PROBLEM REQUIREMENTS – Extract every line from the items below that contains the string "positive", matching case exactly.

Segmentation mask data
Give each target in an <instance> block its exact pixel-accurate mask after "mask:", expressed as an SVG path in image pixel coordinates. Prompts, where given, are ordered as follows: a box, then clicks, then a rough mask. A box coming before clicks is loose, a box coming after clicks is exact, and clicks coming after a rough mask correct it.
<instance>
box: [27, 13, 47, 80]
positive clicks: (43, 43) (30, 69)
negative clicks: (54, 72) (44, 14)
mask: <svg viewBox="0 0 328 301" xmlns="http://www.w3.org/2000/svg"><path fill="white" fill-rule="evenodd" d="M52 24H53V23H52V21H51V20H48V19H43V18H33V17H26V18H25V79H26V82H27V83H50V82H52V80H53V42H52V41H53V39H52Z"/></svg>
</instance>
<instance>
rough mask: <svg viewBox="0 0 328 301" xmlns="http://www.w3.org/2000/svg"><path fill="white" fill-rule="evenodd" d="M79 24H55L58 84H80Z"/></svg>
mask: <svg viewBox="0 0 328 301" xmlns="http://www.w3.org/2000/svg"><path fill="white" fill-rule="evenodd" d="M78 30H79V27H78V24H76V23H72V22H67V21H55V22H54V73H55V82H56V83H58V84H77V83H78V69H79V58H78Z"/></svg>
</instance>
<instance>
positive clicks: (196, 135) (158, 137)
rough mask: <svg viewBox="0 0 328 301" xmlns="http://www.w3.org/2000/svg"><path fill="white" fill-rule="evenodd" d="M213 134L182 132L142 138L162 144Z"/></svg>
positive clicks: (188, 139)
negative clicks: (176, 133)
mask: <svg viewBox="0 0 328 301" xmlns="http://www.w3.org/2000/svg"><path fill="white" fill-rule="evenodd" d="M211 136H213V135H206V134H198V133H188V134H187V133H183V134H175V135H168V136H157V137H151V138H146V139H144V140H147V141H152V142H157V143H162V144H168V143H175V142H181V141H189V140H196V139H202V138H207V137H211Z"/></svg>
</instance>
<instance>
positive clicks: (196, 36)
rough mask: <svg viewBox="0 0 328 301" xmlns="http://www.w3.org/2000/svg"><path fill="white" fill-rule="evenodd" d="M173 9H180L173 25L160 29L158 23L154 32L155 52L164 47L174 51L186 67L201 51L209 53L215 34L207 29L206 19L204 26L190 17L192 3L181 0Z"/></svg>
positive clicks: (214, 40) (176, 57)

ANSWER FOR THE TASK –
positive clicks: (43, 43) (30, 69)
positive clicks: (196, 135) (158, 137)
positive clicks: (188, 139)
positive clicks: (196, 36)
positive clicks: (214, 40) (176, 57)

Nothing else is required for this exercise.